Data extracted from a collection
========

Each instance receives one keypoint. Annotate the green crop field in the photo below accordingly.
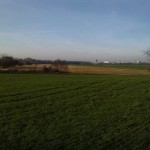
(46, 112)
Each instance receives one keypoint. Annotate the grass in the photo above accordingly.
(74, 112)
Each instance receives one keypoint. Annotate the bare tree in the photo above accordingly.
(8, 61)
(60, 66)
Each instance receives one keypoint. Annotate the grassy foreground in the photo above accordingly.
(74, 112)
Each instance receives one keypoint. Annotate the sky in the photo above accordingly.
(114, 30)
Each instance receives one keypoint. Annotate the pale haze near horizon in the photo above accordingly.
(115, 30)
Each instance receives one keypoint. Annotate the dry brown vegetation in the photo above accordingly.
(105, 70)
(77, 69)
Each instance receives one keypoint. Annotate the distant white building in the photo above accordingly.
(106, 62)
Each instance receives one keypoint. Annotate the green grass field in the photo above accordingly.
(44, 112)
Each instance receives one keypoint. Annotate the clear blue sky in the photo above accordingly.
(118, 30)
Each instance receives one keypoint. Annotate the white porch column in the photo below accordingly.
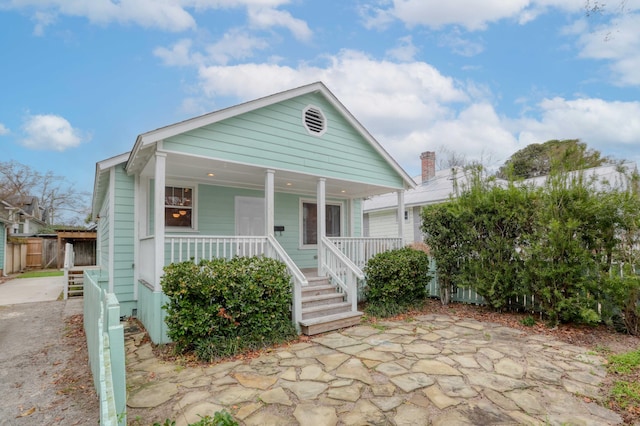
(158, 216)
(321, 219)
(269, 204)
(401, 215)
(352, 218)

========

### TASK DIRECTIONS
Beginning at the line that contains "Each instance receives one keypoint. Annotate the sky", give the remaining lines of the records again exactly, through the last one. Leave out pictures.

### TASK RESULT
Each instance receives one keypoint. Annotate the sky in the photo above accordingly.
(114, 30)
Each instance receives one keypoint. Annotate the pale haze near horizon in the photo above accordingly.
(115, 30)
Each instance receives one keypoint. Annotate the dry brown vegetation in the photo above accordingly.
(105, 70)
(77, 69)
Each instance receives one keypoint. Annotate the distant white building in the photo above accordingly.
(106, 62)
Each instance receives one keypoint. Annotate the green grass field in the photo above accordingly.
(44, 112)
Each instance receives one keypoint. Annotate the clear blue sky in the photo above accordingly.
(118, 30)
Each instance receives one keypoint. Annotate the white porch column in the photo below accordingly.
(158, 216)
(321, 219)
(269, 204)
(401, 215)
(352, 218)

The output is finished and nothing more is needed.